Search the records below for the word "roof", then return every line where it appears.

┄┄┄┄┄┄┄┄┄┄┄┄┄┄┄┄┄┄┄┄

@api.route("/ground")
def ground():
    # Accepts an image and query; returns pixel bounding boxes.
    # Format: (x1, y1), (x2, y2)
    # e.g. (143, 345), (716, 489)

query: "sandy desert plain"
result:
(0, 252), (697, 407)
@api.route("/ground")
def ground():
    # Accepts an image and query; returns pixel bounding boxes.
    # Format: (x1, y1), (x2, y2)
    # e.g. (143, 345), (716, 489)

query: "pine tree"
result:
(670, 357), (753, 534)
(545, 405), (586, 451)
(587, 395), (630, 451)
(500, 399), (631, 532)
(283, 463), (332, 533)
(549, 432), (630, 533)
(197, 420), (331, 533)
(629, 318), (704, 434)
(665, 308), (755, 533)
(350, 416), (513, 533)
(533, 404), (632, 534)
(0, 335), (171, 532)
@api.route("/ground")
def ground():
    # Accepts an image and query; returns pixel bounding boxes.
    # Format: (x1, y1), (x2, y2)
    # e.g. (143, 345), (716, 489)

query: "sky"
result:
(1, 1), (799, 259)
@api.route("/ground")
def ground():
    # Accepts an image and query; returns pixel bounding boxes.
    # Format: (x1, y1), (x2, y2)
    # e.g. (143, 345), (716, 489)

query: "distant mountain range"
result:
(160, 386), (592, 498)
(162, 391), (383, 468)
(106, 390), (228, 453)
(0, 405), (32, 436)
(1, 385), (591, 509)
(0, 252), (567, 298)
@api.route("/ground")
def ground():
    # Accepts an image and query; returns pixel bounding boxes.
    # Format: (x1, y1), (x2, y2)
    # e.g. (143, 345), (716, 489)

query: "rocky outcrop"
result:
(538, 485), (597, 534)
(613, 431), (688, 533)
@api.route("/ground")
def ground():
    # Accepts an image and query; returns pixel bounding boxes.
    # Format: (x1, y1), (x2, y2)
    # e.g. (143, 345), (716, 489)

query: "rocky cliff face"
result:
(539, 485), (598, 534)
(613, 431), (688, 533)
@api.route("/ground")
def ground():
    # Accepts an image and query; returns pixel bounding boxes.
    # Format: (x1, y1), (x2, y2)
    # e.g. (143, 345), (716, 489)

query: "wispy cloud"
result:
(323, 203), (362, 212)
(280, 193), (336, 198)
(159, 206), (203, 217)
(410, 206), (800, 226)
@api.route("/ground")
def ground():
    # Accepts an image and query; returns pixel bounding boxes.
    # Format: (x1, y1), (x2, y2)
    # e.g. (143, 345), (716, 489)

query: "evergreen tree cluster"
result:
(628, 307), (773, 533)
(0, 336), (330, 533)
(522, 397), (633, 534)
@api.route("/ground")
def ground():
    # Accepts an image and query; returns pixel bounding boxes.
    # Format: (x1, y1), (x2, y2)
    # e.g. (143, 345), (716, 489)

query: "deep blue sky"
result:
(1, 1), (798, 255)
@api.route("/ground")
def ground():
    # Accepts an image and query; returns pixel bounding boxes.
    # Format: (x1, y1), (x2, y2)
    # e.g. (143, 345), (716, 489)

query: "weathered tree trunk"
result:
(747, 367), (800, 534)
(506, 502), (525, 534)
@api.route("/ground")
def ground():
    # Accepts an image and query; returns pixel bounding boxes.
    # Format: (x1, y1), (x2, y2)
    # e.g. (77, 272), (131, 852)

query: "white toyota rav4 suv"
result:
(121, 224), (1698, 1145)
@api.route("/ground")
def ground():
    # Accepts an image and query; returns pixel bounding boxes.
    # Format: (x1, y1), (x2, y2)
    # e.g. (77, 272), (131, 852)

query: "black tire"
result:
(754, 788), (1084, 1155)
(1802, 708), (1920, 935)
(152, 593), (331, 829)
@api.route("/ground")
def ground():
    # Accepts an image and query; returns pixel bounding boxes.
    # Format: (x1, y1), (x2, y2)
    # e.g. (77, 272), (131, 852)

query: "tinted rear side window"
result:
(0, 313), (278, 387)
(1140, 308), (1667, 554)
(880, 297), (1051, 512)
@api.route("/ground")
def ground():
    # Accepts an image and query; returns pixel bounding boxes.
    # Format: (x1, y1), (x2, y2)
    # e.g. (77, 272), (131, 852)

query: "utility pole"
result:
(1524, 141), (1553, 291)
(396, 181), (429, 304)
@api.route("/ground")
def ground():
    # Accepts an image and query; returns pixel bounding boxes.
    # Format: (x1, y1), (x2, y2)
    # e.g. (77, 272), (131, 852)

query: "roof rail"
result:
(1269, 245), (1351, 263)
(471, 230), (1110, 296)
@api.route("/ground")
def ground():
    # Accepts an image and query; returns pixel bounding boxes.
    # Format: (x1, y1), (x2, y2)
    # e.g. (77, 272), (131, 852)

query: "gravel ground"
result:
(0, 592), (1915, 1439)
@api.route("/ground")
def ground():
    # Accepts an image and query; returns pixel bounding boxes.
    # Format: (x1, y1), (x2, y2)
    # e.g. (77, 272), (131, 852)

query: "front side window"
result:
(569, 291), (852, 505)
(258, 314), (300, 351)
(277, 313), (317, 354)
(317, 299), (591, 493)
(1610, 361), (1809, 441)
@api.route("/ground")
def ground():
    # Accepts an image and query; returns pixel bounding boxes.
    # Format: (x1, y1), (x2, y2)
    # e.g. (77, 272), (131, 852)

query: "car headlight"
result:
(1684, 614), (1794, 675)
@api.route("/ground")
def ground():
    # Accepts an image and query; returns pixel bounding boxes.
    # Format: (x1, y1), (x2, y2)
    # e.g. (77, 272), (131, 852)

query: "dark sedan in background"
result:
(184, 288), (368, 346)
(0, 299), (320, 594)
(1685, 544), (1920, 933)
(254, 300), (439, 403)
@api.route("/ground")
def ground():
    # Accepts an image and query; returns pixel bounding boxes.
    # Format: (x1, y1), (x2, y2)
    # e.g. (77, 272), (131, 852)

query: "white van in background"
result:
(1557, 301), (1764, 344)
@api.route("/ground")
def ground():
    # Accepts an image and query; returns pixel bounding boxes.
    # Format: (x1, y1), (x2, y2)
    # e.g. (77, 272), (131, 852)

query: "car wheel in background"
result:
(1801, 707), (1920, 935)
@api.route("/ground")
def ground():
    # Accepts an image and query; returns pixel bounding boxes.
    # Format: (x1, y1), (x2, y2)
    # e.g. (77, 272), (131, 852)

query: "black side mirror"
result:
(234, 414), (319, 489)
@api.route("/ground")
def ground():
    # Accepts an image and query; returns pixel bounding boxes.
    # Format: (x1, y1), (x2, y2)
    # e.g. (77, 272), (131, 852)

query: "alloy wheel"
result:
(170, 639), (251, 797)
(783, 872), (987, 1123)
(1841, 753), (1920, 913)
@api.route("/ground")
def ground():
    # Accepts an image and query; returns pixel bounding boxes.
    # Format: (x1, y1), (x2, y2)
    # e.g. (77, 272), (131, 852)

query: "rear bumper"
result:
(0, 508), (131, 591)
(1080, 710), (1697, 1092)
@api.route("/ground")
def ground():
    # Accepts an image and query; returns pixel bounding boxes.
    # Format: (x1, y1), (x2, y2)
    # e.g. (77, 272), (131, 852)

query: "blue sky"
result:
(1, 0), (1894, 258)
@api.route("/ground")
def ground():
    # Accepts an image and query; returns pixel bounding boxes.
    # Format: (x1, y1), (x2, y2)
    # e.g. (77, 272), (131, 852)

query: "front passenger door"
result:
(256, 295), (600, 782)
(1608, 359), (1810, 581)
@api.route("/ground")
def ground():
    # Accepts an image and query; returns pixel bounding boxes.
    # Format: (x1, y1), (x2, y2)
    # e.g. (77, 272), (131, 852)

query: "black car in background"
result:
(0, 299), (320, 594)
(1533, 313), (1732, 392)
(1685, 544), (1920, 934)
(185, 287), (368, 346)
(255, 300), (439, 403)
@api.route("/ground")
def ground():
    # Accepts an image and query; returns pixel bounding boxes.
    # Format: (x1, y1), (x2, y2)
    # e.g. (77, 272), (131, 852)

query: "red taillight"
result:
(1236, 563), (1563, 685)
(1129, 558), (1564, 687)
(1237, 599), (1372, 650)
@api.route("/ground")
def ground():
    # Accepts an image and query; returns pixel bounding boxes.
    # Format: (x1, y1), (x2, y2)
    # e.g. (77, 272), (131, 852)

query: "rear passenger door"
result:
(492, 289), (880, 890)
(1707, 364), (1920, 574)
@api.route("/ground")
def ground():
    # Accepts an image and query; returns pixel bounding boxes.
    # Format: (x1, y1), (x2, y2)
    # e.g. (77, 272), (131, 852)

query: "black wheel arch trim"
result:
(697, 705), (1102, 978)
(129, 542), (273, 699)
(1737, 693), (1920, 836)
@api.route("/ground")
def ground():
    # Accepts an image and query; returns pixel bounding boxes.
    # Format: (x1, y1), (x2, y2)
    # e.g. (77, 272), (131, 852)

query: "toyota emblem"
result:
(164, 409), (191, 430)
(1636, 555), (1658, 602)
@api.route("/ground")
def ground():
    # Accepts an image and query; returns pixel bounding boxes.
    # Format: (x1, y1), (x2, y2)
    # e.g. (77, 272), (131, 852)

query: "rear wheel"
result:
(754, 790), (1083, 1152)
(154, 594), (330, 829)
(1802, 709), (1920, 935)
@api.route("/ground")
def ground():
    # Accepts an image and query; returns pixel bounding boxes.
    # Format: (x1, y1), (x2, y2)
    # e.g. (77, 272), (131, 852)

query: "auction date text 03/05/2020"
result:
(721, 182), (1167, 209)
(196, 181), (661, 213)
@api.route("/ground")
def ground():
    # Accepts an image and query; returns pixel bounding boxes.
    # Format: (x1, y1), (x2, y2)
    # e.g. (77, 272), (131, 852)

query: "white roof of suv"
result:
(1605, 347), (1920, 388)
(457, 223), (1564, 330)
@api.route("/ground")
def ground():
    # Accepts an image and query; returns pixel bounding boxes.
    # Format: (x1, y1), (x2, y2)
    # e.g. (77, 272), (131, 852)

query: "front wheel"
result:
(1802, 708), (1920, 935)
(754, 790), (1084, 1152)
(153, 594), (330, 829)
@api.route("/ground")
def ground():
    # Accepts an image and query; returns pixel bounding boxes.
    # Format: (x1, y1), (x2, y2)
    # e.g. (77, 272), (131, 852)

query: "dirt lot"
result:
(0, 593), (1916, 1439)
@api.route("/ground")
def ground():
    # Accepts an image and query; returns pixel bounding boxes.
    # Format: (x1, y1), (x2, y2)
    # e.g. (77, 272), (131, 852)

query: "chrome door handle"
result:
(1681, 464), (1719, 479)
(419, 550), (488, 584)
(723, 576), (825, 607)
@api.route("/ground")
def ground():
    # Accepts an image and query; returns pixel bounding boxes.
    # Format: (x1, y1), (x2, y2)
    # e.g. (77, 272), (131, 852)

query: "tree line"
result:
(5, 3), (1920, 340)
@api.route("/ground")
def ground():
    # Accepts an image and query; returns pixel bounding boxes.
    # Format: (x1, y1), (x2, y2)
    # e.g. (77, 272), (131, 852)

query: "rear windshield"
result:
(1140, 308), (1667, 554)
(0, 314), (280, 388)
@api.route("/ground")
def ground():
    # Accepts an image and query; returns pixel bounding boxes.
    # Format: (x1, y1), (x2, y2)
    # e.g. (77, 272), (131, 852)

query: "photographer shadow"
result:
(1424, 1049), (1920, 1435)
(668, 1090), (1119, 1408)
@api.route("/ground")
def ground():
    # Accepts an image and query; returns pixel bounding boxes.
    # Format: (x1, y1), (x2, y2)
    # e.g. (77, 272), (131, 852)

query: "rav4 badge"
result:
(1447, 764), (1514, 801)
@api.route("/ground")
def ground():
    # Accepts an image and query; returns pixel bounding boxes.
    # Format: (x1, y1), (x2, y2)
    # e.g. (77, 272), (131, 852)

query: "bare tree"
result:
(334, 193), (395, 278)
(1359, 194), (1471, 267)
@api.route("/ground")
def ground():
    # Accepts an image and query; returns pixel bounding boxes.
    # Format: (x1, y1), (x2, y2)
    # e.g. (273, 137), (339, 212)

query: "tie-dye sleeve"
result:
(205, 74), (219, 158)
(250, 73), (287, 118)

┄┄┄┄┄┄┄┄┄┄┄┄┄┄┄┄┄┄┄┄

-- SOLUTION TO THE EXERCISE --
query: "roof rail"
query: "white roof of suv"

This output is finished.